• **CONSEGNA**
Modifica tutto il tratto che va da "row: spectator" giù fino a "228 246 L 228" e riportalo mettendo "viewer" al posto di "spectator", senza cambiare nient'altro.

• **VOCI DI DATI**
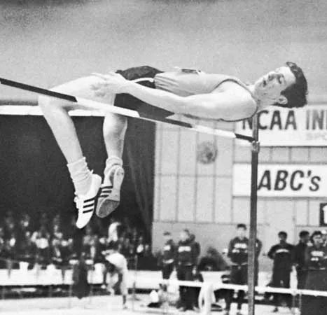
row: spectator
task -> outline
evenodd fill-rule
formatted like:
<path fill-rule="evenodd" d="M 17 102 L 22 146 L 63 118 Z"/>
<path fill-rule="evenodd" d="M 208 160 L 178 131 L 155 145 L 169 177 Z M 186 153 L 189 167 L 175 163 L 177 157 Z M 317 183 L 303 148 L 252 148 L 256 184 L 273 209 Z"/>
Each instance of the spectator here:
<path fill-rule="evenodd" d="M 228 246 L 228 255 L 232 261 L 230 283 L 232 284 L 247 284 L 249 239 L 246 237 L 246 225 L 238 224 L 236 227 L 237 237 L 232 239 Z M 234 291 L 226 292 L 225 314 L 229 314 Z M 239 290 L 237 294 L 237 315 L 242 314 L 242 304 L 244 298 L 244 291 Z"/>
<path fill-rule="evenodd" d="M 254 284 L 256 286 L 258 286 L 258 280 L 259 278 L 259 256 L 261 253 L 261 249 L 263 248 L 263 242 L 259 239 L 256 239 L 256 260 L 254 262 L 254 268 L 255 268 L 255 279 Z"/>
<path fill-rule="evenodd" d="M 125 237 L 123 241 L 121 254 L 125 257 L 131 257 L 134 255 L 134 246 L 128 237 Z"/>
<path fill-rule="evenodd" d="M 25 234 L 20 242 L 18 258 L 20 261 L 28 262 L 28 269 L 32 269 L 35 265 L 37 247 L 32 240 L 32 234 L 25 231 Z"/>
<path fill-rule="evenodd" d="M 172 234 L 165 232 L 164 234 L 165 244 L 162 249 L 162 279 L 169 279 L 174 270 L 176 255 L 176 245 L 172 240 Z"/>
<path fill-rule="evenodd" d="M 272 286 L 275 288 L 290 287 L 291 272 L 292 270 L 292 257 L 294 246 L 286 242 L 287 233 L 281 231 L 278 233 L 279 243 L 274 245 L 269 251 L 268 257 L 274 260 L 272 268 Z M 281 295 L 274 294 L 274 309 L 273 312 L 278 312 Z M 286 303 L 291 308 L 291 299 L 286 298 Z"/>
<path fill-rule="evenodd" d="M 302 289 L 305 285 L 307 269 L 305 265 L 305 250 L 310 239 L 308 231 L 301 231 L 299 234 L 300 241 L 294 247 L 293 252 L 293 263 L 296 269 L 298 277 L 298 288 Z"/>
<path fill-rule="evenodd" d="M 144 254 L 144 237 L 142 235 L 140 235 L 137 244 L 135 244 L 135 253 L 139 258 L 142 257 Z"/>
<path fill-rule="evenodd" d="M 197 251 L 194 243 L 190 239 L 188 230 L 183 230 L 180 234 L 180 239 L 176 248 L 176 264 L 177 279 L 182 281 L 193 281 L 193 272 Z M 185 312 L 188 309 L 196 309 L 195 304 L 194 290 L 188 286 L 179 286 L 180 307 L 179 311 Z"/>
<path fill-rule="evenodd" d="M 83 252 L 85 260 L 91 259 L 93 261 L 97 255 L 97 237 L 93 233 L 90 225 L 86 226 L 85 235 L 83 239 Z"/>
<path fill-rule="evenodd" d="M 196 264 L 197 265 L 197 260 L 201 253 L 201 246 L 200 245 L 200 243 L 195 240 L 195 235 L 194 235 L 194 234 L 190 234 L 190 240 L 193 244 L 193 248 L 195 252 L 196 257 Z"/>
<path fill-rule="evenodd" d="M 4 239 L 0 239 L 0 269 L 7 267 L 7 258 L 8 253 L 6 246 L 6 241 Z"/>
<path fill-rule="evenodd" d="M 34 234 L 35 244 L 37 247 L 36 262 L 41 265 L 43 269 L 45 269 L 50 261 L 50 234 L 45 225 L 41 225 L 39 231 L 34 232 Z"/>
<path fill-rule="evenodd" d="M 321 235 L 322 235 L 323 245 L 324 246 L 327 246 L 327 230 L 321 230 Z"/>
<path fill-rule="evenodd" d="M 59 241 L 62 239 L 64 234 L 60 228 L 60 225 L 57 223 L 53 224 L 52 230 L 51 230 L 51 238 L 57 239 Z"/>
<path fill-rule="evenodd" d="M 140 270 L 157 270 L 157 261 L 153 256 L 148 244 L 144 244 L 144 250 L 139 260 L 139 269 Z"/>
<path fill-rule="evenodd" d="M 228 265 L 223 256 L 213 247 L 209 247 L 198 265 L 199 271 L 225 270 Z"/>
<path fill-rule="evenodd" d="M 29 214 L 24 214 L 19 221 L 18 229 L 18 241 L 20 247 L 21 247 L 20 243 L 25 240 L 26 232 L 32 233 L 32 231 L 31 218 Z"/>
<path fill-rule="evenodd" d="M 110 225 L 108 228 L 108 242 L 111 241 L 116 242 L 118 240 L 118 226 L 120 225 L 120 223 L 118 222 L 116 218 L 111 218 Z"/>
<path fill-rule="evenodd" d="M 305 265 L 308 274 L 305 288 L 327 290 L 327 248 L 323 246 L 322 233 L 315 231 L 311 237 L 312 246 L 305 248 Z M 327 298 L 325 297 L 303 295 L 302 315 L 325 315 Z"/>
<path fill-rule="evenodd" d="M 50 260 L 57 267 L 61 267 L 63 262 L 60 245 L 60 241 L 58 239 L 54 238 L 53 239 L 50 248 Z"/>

...

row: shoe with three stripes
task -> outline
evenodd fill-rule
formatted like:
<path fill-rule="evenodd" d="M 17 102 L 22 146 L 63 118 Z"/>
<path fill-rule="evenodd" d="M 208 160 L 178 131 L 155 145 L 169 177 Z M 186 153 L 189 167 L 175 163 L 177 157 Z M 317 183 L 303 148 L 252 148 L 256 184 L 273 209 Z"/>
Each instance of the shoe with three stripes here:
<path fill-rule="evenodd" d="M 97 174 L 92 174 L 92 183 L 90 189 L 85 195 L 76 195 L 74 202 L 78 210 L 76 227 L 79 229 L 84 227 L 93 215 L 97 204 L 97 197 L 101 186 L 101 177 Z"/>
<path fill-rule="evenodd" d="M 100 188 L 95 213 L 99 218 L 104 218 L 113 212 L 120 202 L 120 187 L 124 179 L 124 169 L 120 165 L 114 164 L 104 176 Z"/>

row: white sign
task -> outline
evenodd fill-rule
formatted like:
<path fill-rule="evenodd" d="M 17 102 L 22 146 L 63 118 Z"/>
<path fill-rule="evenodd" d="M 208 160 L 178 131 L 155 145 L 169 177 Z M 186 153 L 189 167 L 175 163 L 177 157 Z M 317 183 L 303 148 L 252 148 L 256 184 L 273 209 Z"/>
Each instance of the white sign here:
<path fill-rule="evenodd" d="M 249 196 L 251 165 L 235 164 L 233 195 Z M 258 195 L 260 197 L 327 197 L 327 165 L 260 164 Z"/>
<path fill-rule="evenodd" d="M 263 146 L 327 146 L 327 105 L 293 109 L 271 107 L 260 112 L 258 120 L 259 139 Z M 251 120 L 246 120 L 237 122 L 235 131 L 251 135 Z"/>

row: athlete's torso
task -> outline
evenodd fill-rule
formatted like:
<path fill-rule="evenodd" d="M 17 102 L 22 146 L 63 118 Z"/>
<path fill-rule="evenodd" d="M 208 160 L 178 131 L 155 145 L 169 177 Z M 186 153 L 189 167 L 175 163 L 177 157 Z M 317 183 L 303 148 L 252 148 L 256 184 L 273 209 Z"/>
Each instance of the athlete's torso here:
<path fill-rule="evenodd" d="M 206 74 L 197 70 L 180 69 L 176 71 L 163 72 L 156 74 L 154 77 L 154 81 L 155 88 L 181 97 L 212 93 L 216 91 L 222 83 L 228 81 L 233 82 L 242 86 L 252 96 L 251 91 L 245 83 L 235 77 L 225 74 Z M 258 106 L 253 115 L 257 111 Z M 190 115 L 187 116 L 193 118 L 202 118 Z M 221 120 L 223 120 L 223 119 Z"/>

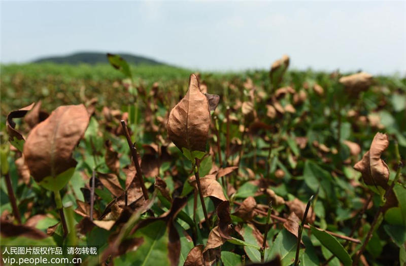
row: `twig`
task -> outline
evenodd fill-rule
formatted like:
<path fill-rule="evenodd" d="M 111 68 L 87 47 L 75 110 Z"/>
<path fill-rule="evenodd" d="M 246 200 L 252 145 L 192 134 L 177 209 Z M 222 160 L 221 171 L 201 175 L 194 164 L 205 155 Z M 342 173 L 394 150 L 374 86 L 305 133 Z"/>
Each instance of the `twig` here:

• **SOLUZIONE**
row: viewer
task -> outline
evenodd fill-rule
formatted like:
<path fill-rule="evenodd" d="M 17 102 L 22 146 L 63 118 Z"/>
<path fill-rule="evenodd" d="M 208 160 L 178 131 L 155 145 L 169 177 Z M 186 153 L 189 167 L 175 163 L 177 157 Z M 317 183 L 303 148 L 252 148 L 256 184 L 273 209 Z"/>
Each instance of the viewer here:
<path fill-rule="evenodd" d="M 228 246 L 228 255 L 232 261 L 230 283 L 232 284 L 247 284 L 249 239 L 246 237 L 246 225 L 238 224 L 236 227 L 237 237 L 232 239 Z M 234 291 L 226 292 L 225 314 L 229 314 Z M 239 290 L 237 294 L 237 315 L 242 314 L 242 304 L 244 298 L 244 291 Z"/>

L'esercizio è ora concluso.